Exercise:
Every line below that holds the string "sailor" should be copied out.

Referring expression data:
-----

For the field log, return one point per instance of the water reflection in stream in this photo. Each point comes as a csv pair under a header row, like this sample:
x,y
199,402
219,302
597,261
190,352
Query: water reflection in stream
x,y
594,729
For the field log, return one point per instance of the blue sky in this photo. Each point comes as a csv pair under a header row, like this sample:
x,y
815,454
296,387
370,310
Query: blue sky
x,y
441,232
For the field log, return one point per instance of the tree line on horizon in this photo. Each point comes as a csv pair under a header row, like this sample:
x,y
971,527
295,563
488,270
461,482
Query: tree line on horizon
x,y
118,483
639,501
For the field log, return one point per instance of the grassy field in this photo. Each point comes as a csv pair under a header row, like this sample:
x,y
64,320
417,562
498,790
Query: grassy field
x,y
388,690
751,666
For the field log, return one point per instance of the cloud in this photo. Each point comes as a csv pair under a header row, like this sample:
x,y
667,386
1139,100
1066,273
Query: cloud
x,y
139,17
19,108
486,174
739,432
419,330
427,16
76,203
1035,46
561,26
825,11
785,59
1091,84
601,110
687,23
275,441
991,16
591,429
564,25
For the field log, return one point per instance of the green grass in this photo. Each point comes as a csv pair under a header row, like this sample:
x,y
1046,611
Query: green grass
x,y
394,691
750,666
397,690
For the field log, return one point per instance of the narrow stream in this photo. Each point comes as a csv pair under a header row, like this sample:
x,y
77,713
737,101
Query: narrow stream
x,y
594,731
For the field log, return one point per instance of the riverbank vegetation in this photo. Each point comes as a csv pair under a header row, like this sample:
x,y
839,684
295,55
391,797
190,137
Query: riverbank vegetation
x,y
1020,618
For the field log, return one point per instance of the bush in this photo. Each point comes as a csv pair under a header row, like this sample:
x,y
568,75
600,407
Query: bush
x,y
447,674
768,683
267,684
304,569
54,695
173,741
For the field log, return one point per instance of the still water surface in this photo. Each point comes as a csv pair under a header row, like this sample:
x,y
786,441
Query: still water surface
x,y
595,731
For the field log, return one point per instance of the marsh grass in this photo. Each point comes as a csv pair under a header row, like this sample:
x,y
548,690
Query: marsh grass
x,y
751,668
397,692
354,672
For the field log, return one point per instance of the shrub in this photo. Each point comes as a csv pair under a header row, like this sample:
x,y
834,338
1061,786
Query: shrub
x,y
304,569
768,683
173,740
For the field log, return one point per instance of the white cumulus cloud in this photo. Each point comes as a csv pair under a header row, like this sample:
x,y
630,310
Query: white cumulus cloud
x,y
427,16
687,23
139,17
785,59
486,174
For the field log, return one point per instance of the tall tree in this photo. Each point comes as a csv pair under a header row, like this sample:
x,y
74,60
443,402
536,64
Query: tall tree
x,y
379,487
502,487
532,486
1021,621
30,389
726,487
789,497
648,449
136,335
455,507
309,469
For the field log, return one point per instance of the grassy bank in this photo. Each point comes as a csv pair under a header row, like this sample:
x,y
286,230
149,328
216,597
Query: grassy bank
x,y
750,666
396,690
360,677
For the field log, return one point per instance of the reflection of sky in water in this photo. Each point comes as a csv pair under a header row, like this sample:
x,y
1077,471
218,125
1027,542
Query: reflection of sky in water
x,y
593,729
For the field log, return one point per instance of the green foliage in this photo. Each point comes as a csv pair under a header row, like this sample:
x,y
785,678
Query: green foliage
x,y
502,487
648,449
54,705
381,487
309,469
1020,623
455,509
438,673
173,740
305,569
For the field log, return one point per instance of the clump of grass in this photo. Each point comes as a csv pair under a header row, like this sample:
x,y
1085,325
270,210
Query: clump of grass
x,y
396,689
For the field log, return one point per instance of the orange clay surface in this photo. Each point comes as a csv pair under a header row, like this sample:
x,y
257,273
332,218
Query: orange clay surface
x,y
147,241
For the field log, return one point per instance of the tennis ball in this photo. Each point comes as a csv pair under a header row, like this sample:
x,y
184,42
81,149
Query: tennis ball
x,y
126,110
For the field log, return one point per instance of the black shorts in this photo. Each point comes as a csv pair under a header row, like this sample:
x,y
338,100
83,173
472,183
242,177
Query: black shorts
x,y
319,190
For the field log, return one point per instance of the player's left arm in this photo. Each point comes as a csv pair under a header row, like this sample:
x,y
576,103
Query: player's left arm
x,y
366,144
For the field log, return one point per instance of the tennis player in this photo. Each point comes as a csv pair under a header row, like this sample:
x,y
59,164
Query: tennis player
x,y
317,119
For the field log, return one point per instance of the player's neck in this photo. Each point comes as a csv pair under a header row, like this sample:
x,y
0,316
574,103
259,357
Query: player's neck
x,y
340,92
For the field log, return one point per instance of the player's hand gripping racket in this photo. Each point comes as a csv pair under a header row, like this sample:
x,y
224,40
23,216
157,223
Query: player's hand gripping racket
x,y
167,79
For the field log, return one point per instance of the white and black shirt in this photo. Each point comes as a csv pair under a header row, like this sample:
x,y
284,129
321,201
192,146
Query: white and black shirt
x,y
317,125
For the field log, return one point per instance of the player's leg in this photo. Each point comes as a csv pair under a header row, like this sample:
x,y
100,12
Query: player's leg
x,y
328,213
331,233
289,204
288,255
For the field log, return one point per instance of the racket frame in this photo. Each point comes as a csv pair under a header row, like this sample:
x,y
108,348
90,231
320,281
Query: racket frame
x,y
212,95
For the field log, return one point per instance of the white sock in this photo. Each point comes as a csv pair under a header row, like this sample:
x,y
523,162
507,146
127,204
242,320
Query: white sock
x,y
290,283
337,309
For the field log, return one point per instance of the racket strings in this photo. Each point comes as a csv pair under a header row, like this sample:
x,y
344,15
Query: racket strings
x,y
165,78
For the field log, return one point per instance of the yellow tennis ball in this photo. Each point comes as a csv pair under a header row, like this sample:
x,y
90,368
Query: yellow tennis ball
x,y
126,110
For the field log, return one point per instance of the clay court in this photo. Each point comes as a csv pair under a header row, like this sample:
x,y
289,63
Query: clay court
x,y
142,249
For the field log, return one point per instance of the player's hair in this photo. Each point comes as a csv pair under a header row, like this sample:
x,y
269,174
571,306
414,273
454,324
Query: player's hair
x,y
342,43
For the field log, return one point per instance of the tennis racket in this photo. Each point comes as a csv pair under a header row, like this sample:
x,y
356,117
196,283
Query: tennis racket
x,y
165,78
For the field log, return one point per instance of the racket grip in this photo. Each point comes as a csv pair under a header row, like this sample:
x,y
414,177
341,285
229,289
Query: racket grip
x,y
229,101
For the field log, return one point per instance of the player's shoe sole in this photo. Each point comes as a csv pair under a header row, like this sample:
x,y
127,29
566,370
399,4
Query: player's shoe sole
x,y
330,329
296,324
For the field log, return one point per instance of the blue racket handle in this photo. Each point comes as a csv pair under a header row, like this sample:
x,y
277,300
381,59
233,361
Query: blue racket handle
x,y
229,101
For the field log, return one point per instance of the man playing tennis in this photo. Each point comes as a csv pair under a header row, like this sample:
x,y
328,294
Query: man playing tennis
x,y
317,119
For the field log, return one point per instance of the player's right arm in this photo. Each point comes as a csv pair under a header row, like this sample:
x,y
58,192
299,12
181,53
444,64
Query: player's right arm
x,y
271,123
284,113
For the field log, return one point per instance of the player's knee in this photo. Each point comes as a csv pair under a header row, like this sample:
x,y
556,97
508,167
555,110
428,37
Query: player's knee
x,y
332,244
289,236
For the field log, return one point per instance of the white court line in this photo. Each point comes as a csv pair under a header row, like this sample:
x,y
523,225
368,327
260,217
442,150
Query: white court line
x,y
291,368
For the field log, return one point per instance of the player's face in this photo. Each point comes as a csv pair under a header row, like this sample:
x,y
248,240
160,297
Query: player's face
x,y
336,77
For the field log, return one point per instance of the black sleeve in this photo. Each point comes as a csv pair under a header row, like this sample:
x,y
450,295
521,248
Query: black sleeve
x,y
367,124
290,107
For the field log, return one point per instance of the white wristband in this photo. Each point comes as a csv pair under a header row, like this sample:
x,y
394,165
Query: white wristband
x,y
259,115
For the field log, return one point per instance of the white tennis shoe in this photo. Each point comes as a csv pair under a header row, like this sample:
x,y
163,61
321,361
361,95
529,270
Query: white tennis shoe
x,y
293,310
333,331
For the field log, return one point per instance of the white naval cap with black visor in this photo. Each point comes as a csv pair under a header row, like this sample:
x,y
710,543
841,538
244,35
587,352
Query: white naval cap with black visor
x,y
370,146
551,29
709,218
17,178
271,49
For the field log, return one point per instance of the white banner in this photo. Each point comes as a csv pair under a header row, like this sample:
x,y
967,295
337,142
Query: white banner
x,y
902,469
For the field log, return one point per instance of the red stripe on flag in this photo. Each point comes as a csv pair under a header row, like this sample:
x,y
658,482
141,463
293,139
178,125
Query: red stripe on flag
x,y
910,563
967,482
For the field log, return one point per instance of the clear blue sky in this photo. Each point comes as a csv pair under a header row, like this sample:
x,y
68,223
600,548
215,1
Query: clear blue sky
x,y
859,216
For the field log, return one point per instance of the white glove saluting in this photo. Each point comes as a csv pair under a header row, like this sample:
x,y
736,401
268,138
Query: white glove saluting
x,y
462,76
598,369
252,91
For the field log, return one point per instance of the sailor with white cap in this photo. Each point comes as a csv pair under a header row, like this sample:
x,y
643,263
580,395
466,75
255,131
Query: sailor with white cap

-----

Finished task:
For the field log, return one point per instance of the sailor with white cap in this photo. Each point comes as a csv pair under a header row, like this sample:
Query: sailor with white cap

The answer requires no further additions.